─── RECORDS FOR THE TASK

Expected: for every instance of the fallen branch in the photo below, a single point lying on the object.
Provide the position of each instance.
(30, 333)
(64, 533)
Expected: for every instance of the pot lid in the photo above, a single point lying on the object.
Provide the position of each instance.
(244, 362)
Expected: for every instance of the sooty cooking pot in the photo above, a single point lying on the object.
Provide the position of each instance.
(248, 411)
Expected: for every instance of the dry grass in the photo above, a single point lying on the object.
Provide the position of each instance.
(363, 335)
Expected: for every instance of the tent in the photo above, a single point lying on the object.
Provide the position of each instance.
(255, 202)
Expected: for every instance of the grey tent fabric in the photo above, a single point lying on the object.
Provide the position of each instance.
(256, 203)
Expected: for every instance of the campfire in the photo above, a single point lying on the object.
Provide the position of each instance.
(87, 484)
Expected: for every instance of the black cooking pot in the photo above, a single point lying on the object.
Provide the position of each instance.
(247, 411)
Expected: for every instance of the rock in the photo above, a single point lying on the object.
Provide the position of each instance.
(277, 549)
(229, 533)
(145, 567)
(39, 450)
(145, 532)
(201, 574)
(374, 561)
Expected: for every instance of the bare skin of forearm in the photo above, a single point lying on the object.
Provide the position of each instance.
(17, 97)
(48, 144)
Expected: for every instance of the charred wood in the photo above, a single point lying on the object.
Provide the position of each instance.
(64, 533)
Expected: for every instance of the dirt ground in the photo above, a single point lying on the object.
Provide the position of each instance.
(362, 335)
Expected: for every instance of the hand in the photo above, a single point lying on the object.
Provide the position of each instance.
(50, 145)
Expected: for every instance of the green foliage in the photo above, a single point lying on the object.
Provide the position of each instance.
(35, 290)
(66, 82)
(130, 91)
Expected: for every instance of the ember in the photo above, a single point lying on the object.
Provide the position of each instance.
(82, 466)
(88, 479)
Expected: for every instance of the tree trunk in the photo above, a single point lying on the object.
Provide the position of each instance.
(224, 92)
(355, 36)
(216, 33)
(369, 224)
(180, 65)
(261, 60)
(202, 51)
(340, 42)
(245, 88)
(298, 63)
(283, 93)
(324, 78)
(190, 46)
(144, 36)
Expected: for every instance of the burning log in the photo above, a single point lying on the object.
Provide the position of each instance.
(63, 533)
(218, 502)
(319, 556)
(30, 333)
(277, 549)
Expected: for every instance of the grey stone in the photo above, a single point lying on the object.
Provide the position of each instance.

──────

## DESCRIPTION OF THE TASK
Retype word for word everything in the listing above from the line that holds "Expected: for every instance of the bare" down to the line that holds "Expected: for every instance of the charred". Keep both end lines and leave out the rest.

## WRITTEN SOLUTION
Expected: for every instance of the bare skin of forearm in the photo above, a single point lying on the object.
Provide the position of each instance.
(17, 97)
(48, 144)
Expected: for every instance of the charred wood in the photo above, a single point lying on the object.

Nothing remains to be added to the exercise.